### MATERIAL FOR THE TASK
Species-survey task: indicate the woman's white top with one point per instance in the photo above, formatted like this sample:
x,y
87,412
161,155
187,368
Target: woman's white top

### EXERCISE AIM
Reproduce every line of the items above word for word.

### FULL RESPONSE
Species-survey task: indicate the woman's white top with one point per instance in the photo above, formatted like this sample:
x,y
87,412
161,155
187,368
Target: woman's white top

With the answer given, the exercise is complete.